What is expected: Transcribe only the part of the listing below that begins at the line containing "white plastic bag, returned" and runs to its final line, keeping both ends.
** Start of Information provided **
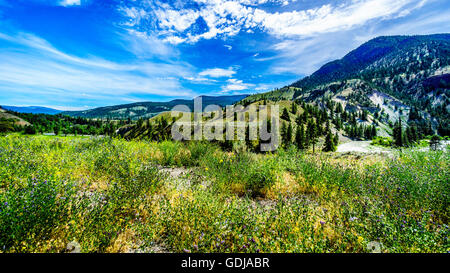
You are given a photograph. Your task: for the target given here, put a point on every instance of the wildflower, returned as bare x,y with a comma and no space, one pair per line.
360,239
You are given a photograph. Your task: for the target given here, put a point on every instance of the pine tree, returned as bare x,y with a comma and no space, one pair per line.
312,133
294,108
300,137
336,139
329,145
398,133
285,115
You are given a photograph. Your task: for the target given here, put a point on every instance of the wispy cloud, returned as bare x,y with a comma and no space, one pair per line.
226,18
42,69
66,3
218,72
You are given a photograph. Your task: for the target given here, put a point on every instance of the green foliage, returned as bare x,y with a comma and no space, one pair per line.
107,193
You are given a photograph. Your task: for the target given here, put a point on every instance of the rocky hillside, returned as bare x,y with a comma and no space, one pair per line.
149,109
406,77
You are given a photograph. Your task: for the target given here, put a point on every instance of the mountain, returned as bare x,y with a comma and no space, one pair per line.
32,109
405,77
149,109
8,121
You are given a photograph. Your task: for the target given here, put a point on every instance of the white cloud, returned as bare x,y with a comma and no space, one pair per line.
218,72
66,3
236,85
226,18
39,69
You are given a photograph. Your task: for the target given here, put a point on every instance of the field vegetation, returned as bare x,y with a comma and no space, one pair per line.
113,195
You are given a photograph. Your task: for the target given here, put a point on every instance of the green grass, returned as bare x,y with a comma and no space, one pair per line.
110,196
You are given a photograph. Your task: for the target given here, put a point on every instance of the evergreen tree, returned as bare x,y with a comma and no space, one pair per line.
312,133
285,115
300,137
329,145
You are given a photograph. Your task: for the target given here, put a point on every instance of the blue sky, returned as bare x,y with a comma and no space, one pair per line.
79,54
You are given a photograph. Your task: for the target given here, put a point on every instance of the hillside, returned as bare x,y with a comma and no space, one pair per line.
149,109
9,122
406,77
32,109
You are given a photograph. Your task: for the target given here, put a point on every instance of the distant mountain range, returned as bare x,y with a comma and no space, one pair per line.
149,109
32,109
395,74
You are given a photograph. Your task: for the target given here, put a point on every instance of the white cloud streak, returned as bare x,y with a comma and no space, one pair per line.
36,66
225,18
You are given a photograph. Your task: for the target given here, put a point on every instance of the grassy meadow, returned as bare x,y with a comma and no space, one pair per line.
112,195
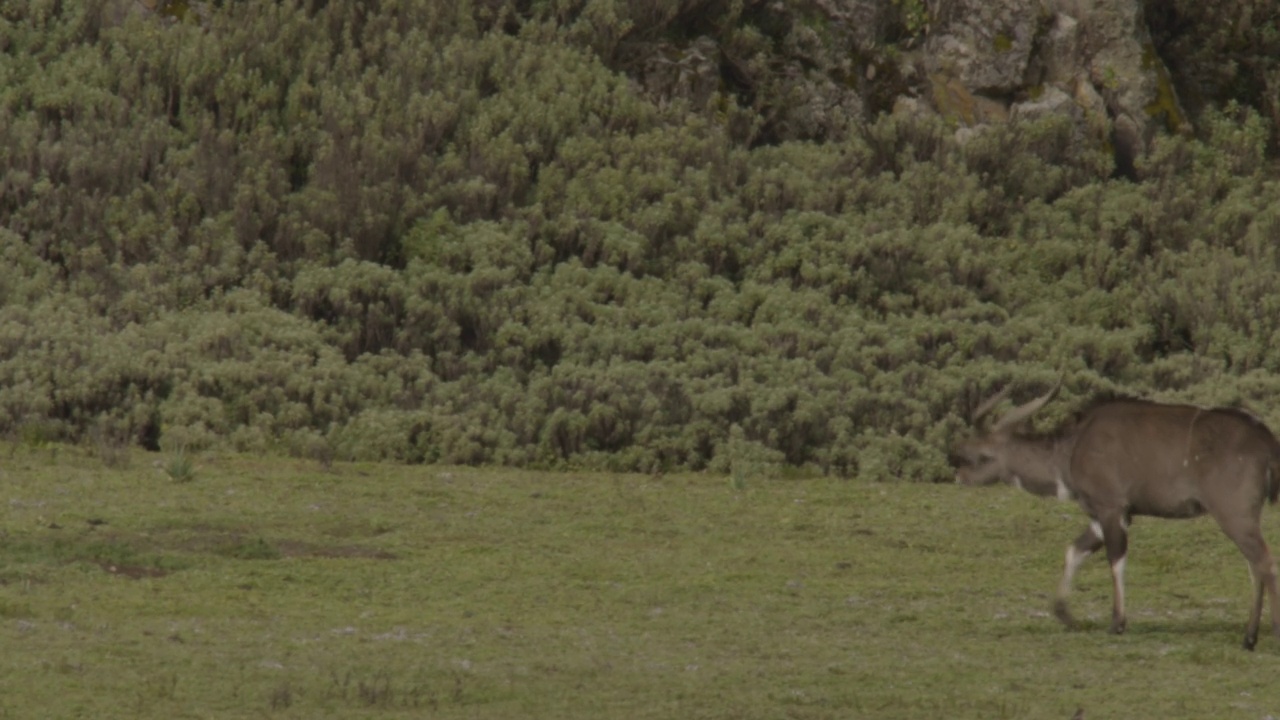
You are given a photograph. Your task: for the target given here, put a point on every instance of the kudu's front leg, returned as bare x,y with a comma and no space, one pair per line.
1086,545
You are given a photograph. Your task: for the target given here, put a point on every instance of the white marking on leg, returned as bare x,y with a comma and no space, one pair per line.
1118,577
1064,493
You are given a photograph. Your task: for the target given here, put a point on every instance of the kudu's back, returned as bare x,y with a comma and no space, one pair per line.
1174,460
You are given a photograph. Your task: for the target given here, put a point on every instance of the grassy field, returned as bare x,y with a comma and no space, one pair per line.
275,588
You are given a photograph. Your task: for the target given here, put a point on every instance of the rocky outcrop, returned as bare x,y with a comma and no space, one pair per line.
992,60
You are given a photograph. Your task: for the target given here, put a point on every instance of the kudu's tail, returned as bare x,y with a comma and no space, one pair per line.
1274,473
1274,478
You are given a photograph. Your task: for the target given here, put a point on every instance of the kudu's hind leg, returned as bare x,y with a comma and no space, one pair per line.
1262,568
1086,545
1115,534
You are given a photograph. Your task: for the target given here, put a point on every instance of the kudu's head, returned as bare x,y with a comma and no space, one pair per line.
983,459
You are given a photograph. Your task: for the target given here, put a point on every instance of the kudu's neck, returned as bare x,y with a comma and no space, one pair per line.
1040,466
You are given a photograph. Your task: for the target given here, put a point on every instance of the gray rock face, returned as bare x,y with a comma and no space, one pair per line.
1089,59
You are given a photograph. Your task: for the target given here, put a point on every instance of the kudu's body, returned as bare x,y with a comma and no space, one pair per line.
1125,458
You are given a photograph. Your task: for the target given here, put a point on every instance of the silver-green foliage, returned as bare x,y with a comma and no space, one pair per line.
248,232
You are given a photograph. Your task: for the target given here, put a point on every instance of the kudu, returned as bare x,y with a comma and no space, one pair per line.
1125,458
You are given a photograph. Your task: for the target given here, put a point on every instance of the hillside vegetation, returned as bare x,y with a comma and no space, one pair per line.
462,233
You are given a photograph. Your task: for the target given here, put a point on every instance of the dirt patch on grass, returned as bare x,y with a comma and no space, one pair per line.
132,572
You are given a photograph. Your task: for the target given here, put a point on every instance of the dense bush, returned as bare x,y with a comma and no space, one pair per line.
435,233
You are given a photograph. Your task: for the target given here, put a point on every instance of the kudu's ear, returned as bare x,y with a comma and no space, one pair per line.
988,404
1024,411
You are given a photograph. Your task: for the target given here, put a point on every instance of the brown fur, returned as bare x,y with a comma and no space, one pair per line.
1120,458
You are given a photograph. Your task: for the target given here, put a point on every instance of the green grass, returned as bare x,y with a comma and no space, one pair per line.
273,588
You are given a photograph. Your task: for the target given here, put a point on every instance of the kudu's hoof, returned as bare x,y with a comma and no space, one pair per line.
1063,614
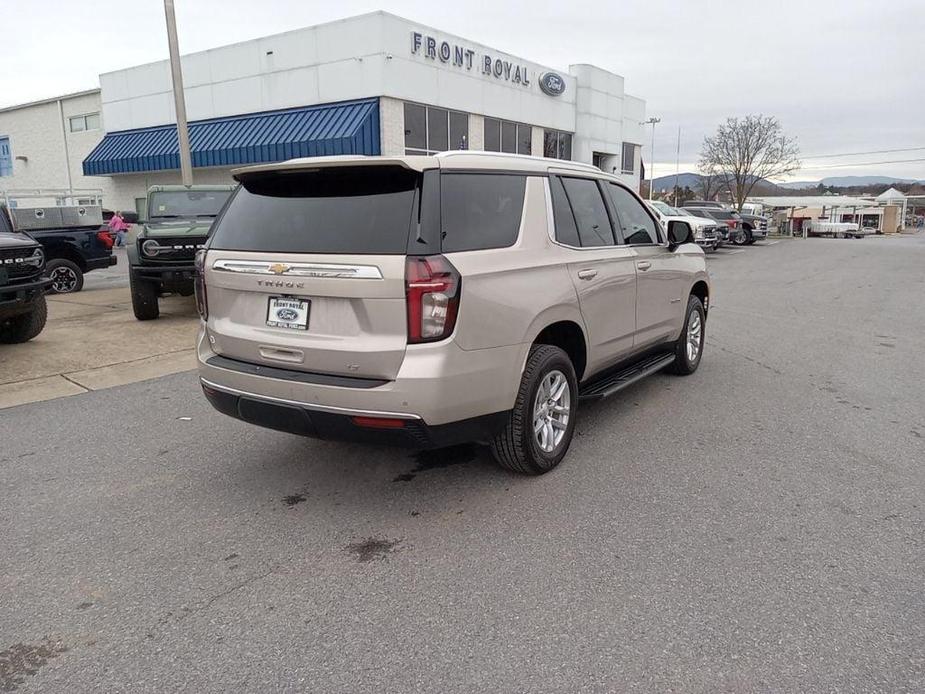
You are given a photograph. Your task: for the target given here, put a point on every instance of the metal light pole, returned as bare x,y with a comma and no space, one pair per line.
652,121
186,161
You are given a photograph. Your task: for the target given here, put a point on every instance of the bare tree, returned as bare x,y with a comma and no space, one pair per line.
745,151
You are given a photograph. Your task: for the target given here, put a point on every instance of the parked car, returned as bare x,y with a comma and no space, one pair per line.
705,231
428,301
72,235
22,287
755,227
733,232
161,255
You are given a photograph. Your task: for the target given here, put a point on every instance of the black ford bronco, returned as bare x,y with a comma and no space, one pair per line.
22,288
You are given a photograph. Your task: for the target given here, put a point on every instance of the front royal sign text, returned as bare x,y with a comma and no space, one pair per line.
467,59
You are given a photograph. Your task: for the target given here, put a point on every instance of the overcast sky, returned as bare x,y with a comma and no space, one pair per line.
843,77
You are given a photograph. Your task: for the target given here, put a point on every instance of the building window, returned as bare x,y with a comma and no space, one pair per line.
506,136
6,157
629,157
90,121
431,130
557,144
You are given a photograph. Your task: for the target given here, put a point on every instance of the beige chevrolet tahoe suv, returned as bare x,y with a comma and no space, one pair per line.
429,301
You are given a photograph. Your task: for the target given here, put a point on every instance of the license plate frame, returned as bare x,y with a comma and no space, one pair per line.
297,319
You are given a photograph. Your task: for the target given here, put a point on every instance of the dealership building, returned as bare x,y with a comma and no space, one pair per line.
372,84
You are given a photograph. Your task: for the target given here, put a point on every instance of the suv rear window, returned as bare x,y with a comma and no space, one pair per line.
362,210
480,210
187,203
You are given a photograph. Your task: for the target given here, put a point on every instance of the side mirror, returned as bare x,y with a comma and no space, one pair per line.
679,233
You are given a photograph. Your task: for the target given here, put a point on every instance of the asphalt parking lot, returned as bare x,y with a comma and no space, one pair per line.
757,526
92,341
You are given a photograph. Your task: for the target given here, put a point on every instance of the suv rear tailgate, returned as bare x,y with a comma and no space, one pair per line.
356,311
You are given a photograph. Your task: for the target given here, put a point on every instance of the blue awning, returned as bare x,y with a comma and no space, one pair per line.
350,127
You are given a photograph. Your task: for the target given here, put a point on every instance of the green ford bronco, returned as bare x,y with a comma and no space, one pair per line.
161,256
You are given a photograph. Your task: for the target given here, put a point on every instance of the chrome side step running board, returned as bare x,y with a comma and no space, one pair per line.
609,384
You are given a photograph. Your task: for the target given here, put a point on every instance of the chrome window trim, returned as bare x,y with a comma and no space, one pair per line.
307,405
324,270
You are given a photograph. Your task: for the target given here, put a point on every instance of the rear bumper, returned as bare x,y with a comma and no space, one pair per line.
166,275
437,384
303,420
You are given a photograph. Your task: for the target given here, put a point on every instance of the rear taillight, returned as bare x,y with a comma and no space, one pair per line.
432,287
199,285
105,238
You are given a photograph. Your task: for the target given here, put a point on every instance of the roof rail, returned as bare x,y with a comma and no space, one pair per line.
547,160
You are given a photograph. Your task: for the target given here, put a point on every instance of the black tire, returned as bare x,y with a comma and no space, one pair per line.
516,448
144,298
683,365
66,276
25,326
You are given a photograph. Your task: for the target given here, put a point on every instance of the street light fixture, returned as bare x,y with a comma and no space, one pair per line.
186,164
652,121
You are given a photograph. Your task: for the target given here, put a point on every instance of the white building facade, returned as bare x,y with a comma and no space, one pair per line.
372,84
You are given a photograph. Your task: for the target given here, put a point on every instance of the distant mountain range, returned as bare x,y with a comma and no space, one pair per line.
690,180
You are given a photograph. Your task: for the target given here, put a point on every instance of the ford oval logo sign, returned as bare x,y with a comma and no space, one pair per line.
552,84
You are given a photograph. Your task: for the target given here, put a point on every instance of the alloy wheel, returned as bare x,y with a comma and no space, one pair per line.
63,280
694,336
551,411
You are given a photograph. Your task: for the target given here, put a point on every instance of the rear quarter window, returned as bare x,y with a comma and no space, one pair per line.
480,211
363,210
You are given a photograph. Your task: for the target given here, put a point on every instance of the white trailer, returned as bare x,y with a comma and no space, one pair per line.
836,230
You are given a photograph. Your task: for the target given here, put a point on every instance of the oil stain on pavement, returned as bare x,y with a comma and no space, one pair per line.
372,549
439,458
23,660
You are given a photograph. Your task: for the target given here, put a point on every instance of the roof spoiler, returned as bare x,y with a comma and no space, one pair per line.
412,163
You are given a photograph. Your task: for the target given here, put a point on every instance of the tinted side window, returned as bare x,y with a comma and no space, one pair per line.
590,213
566,229
331,210
638,226
481,210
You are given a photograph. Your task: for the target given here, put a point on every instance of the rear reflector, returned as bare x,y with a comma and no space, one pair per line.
378,422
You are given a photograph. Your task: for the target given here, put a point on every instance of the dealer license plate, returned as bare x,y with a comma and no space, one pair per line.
285,312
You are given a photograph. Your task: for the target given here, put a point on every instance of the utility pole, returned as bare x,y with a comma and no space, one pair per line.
677,167
652,121
186,161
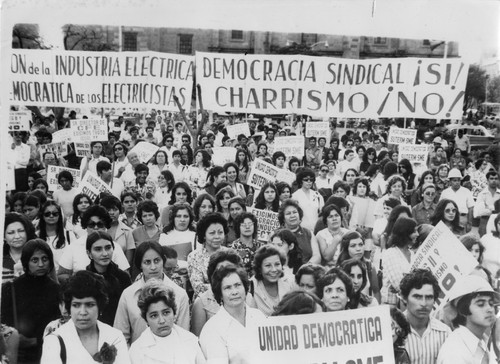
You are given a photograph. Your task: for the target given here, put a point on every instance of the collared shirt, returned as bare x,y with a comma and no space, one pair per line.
425,349
462,197
463,347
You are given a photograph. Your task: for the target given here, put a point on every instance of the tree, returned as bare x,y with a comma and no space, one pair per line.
475,90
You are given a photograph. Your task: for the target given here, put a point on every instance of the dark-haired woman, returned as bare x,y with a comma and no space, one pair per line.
30,302
84,338
100,247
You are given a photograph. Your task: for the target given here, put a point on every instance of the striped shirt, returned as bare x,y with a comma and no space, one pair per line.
425,349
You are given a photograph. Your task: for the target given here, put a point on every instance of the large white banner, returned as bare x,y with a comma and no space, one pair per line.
336,87
361,336
105,79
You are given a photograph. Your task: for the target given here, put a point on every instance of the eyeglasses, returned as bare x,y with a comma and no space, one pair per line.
51,213
94,224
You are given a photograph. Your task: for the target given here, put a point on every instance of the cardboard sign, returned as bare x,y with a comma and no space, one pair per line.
19,120
145,151
90,130
223,155
92,186
402,136
359,336
267,223
445,256
334,87
234,130
53,173
261,173
292,146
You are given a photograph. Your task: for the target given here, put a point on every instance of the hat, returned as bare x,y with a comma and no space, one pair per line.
454,173
470,284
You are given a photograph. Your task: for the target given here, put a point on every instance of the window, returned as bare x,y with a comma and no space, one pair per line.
237,34
130,41
185,43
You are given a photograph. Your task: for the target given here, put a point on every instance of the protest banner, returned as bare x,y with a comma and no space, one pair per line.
82,149
292,146
261,173
234,130
414,153
335,87
361,336
90,130
19,120
144,151
105,79
53,173
223,155
92,185
401,136
267,223
445,256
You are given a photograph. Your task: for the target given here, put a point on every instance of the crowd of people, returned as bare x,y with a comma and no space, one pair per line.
169,266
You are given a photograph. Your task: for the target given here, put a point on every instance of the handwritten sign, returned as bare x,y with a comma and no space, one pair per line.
402,136
344,337
53,174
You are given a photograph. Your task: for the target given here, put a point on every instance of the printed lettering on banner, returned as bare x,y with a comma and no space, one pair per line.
101,79
261,173
402,136
92,185
223,155
53,173
90,130
19,120
333,87
145,151
267,223
446,257
292,146
343,337
236,129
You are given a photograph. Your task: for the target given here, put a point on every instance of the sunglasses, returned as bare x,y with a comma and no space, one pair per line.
51,213
93,225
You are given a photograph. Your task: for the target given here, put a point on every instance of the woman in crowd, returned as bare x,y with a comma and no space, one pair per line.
120,233
163,341
205,306
307,277
290,216
269,282
357,270
211,231
17,231
447,212
232,175
330,237
352,246
396,260
286,242
310,201
30,302
268,198
84,338
51,230
203,205
179,233
100,247
149,260
225,338
423,211
147,213
335,290
163,193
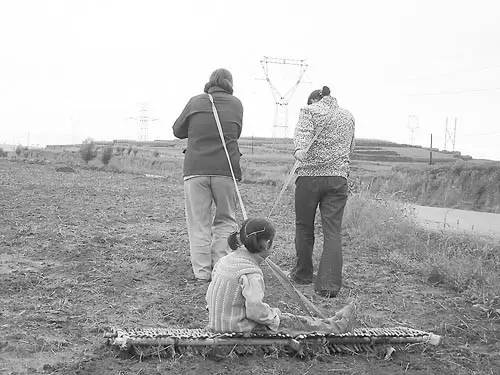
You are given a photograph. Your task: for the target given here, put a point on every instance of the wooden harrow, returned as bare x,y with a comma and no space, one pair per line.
174,340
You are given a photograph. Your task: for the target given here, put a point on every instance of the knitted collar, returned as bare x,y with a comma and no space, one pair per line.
213,89
255,258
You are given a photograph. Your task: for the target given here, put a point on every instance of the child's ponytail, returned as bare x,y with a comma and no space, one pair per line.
234,240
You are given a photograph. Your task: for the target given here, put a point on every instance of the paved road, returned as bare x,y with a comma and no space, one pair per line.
483,223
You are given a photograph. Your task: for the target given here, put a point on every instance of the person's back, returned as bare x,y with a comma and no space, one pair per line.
204,153
329,155
225,301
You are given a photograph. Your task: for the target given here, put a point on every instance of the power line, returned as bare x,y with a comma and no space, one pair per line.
447,74
464,91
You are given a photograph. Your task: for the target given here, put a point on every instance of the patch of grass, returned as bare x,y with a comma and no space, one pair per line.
466,263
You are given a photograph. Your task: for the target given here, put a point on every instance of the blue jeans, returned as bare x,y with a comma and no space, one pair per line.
330,193
211,217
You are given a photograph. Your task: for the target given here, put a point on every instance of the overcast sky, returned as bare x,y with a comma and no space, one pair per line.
75,69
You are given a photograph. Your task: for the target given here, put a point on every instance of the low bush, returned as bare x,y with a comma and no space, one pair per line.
88,150
106,155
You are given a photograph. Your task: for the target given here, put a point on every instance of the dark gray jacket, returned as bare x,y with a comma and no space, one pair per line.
205,154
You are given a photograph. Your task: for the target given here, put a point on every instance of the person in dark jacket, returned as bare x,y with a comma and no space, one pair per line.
210,195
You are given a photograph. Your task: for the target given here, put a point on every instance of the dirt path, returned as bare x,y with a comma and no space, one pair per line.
82,251
482,223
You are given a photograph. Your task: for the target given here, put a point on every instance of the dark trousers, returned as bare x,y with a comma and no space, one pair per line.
330,193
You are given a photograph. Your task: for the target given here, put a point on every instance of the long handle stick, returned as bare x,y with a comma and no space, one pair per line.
306,305
291,175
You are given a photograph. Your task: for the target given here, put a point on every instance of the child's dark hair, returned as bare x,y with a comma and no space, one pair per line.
255,234
318,94
221,78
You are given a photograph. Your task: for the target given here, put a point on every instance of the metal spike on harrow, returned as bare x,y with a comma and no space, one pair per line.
357,341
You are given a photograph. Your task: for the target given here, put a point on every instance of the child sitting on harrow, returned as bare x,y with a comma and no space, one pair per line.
235,294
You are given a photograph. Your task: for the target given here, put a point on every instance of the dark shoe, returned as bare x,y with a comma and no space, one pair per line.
326,293
292,278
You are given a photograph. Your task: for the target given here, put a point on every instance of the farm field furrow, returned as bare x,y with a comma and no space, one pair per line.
87,250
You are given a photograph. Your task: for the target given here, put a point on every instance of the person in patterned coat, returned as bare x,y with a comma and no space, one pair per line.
322,181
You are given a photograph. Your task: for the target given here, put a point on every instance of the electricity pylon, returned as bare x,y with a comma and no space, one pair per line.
143,121
280,126
412,127
450,135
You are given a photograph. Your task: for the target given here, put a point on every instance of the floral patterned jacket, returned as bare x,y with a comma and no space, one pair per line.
329,155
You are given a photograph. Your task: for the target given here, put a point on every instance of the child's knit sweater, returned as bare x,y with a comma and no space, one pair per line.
234,297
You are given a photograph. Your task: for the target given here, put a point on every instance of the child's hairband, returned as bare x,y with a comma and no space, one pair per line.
251,234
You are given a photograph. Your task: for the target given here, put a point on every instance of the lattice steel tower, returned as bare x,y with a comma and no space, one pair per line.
143,121
280,126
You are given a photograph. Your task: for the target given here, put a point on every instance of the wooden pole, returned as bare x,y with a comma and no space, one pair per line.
430,152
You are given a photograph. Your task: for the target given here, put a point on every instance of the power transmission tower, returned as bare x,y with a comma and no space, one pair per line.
412,127
143,121
280,126
449,134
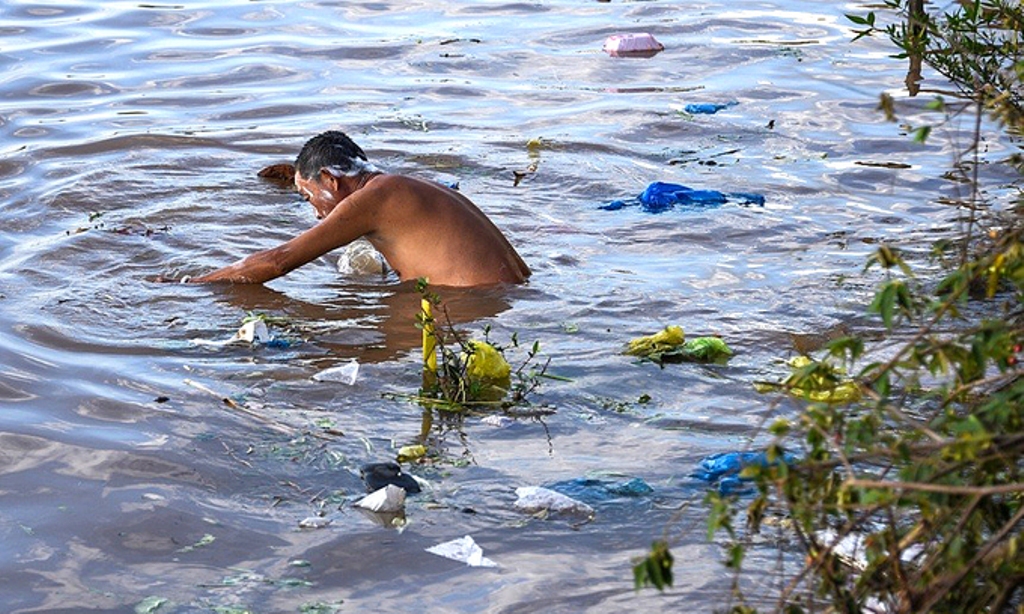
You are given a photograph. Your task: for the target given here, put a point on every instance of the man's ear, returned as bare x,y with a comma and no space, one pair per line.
328,178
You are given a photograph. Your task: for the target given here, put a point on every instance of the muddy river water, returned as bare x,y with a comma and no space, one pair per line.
130,134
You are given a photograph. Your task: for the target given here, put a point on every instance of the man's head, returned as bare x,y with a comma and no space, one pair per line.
331,150
324,166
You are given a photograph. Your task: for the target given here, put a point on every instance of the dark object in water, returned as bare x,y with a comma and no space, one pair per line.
659,196
379,475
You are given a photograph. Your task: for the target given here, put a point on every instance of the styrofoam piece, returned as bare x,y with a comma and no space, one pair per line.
463,550
632,44
538,498
389,499
345,374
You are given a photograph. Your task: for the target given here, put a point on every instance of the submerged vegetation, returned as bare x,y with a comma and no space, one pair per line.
908,493
911,499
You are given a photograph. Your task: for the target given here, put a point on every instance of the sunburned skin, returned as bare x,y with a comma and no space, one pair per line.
421,228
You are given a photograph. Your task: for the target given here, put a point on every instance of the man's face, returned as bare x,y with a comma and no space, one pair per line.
321,195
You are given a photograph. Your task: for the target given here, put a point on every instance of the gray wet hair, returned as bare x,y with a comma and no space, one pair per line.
335,152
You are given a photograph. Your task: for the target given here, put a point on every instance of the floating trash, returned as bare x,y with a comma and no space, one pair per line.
593,490
670,345
535,499
254,332
814,381
388,499
722,470
344,374
465,551
360,259
639,45
660,196
379,475
314,522
708,107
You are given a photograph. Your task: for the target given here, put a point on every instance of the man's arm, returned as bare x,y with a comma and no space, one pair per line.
345,224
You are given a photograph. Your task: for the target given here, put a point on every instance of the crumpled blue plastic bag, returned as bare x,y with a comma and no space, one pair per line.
708,107
660,196
592,490
722,470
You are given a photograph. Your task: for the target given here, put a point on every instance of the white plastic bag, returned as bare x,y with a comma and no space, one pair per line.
465,551
537,498
391,498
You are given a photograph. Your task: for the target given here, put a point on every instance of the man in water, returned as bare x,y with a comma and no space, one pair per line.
422,229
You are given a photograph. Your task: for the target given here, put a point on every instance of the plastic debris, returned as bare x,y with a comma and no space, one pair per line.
412,452
253,332
593,490
465,551
345,374
669,339
390,498
487,367
500,422
722,470
708,107
660,196
379,475
642,45
700,349
314,522
826,384
360,258
534,499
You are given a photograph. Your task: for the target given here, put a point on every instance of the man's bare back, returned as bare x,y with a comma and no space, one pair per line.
423,229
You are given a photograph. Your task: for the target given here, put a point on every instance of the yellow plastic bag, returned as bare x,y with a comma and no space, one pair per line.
821,389
672,337
486,367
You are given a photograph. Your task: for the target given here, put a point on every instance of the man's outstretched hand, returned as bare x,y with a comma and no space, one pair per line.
282,174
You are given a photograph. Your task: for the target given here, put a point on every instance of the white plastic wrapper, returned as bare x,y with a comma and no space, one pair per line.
537,498
314,522
391,498
360,258
632,44
499,422
345,374
251,332
465,551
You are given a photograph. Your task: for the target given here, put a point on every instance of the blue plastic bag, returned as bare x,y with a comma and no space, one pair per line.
708,107
592,490
660,196
722,470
** End of Information provided **
Solution to this task:
You are given a photograph. Your task: for the target given here, put a point on every instance of the white plastic bag, returned as bare x,y with a comma and no space, one pair per line.
465,551
537,498
391,498
You are given a photograph. Your task: for the target given here, put a point on every instance of the man in water, returned as bare x,y with a comma and no space, one pair per line.
422,229
You are given a photograph. Your task: for the target given here, put a point on every instance of the plastic debris, returned as bare x,y with a comma and no space, one pair per line.
412,452
253,332
593,490
465,551
345,374
669,339
390,498
487,367
500,422
722,470
708,107
660,196
379,475
642,45
700,349
314,522
826,384
360,258
534,499
You are given a photograph. Your task: for the target given here, put a point on every instance of the man's bare back, returned as bare x,y with a comma and no space, one pair per line.
423,229
You are given a photograph. Your task: for the target given here, put a point on every instance of the yellow plastic bag, returned as bare x,y with a comma and no space, one pair per line.
821,389
672,337
486,367
You are given a photograph. Your task: for the target given here, put a point on every instance of the man's outstretched hand, returned as bare x,y with a comma and no space, one pair per line.
282,174
You are given a photograph. Your task: for the target given here, put a point on every instance of the white plastic wrapper, returned as bare x,y with a comma and no space, one pair per line.
537,498
314,522
391,498
360,258
632,44
499,422
345,374
251,332
465,551
You are given a photograph. Your task: for the target given here, put a point on every instance of the blue plastic bag, returned as bare x,y with a comma and no space, one pair per line.
708,107
592,490
660,196
722,470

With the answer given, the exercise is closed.